> SELECTED TEXT:
((
Completing the description of the forward model requires the definition of a John transform matrix for tensor tomography, which is treated in greater detail by Nielsen et al. (2023). The John transform is also known as the X-ray transform. The resulting set of matrices P_i together define a transform of a tensor field in three-dimensional space into a tensor field in projection space, with each i indicating a projection direction, similarly to how G_i [equation (7)] describes a transform between detector space and spherical space. This allows us to describe the system of equations to be solved for each projection i as

$[{\bf P}_{i}{\bf{X}}{\bf G}_{i} = {\bf{D}}_{i}, \eqno(8)]$

where D_i is matrix of data measured from a single projection.
))
> TASK DETAILS:
Can you reproduce the tensor tomography passage word for word, starting with "Completing the description" and going on through "a single projection."?

> SUPPLIED ENTRIES:
((
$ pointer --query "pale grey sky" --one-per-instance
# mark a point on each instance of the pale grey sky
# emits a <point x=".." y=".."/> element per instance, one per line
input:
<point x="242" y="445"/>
))
((
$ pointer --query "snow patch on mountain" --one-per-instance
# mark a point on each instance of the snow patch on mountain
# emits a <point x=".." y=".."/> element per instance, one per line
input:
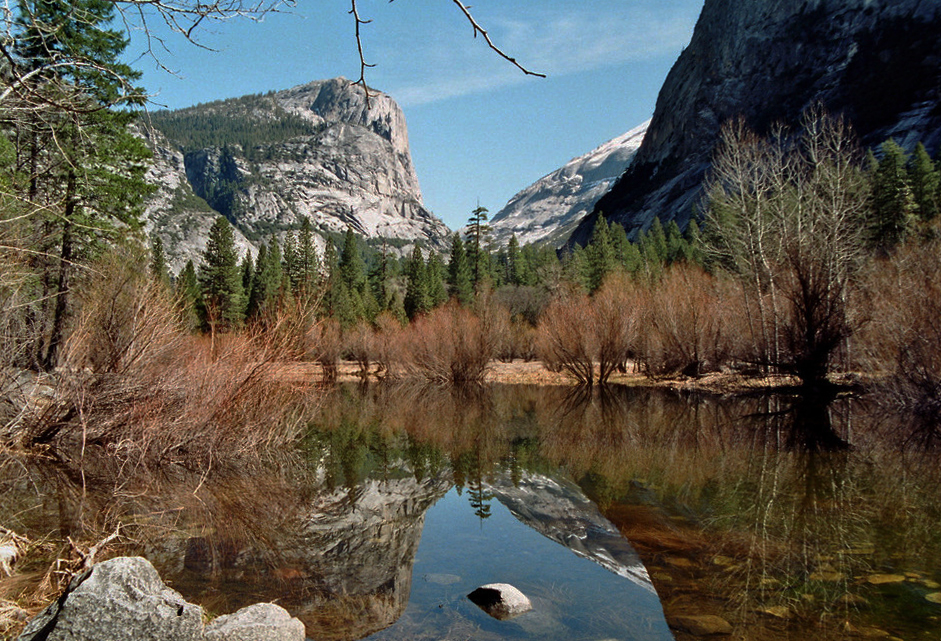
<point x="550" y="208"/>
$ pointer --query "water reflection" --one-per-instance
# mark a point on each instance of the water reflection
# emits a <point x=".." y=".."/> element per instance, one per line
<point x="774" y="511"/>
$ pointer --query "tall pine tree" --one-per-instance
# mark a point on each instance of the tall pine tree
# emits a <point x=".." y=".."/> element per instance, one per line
))
> ANSWER TO THE PROBLEM:
Completing the description of the forward model requires the definition of a John transform matrix for tensor tomography, which is treated in greater detail by Nielsen et al. (2023). The John transform is also known as the X-ray transform. The resulting set of matrices P_i together define a transform of a tensor field in three-dimensional space into a tensor field in projection space, with each i indicating a projection direction, similarly to how G_i [equation (7)] describes a transform between detector space and spherical space. This allows us to describe the system of equations to be solved for each projection i as

$[{\bf P}_{i}{\bf{X}}{\bf G}_{i} = {\bf{D}}_{i}, \eqno(8)]$

where D_i is matrix of data measured from a single projection.